REQUIRED TASK:
Reproduce the data below with every "scouting database" renamed to "survey catalog" and all else unchanged. Omit the pictures from the output.

DATASET:

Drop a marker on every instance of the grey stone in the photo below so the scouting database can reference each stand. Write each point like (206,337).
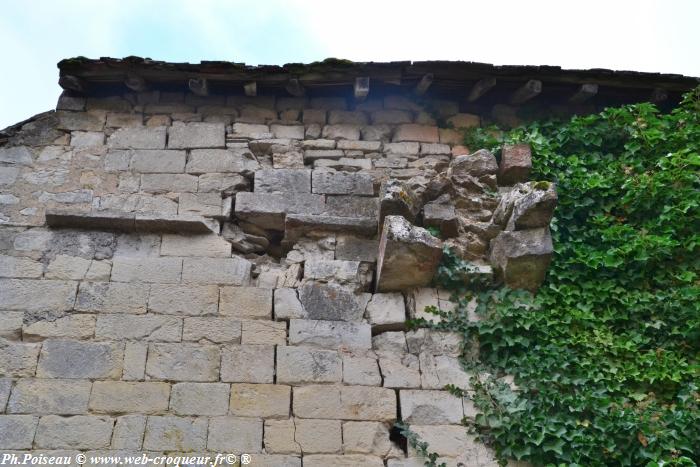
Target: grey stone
(342,183)
(521,258)
(408,256)
(332,302)
(80,360)
(196,135)
(330,334)
(281,181)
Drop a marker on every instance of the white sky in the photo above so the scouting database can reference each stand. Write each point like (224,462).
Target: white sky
(641,35)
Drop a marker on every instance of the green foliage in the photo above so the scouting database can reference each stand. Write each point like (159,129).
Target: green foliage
(607,355)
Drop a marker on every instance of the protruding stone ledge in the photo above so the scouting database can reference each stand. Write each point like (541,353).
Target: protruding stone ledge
(130,222)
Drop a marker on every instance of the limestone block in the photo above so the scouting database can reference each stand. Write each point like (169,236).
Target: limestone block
(126,397)
(269,210)
(112,297)
(516,163)
(261,400)
(183,362)
(287,305)
(234,434)
(430,407)
(258,331)
(330,334)
(138,138)
(139,327)
(17,431)
(199,399)
(229,271)
(408,256)
(24,268)
(281,181)
(341,183)
(386,312)
(214,330)
(33,295)
(351,460)
(318,436)
(332,302)
(366,438)
(360,370)
(128,432)
(207,161)
(279,437)
(75,359)
(344,402)
(55,396)
(521,258)
(163,270)
(196,135)
(72,326)
(246,302)
(303,365)
(248,363)
(77,432)
(169,433)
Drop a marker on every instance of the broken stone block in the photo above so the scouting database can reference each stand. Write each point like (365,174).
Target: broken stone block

RESULT BELOW:
Drop a marker on every instance of the grey stone in the photo below so the survey catalog can reference each stand. Write each point like (206,337).
Target: grey stone
(342,183)
(521,258)
(408,256)
(332,302)
(80,360)
(196,135)
(330,334)
(281,181)
Drop a marker on every instance of the white sky in the photo above so the survey catalog can reference each stand. Write each point like (224,462).
Target: white sky
(641,35)
Drop a marker on every instance of the green foliage in the photo above so the survey catalog can reference each stand. Write each point like (159,129).
Target: green foliage
(607,355)
Drop a marker on every instance of the protruding stone ledge in the photo above so the survey catalog can reference each stand. Write each point like (541,353).
Target: protruding stone ledge
(130,222)
Drop a marker on every instance of the limestone block in the photo above so the survey catalog can reference each stand. Write each point like (169,236).
Target: limestone block
(126,397)
(269,210)
(112,297)
(516,163)
(261,400)
(183,362)
(287,305)
(234,434)
(430,407)
(258,331)
(330,334)
(138,138)
(139,327)
(17,431)
(199,399)
(229,271)
(408,256)
(24,268)
(281,181)
(341,183)
(386,312)
(214,330)
(33,295)
(351,460)
(318,436)
(332,302)
(366,438)
(360,370)
(128,432)
(207,161)
(279,437)
(75,359)
(344,402)
(55,396)
(521,258)
(163,270)
(196,135)
(72,326)
(246,302)
(303,365)
(248,363)
(77,432)
(169,433)
Drop a marker on every instance of the broken stone block in the photo above so the survey catalog can reference each stand. Write each point like (365,174).
Target: broken stone block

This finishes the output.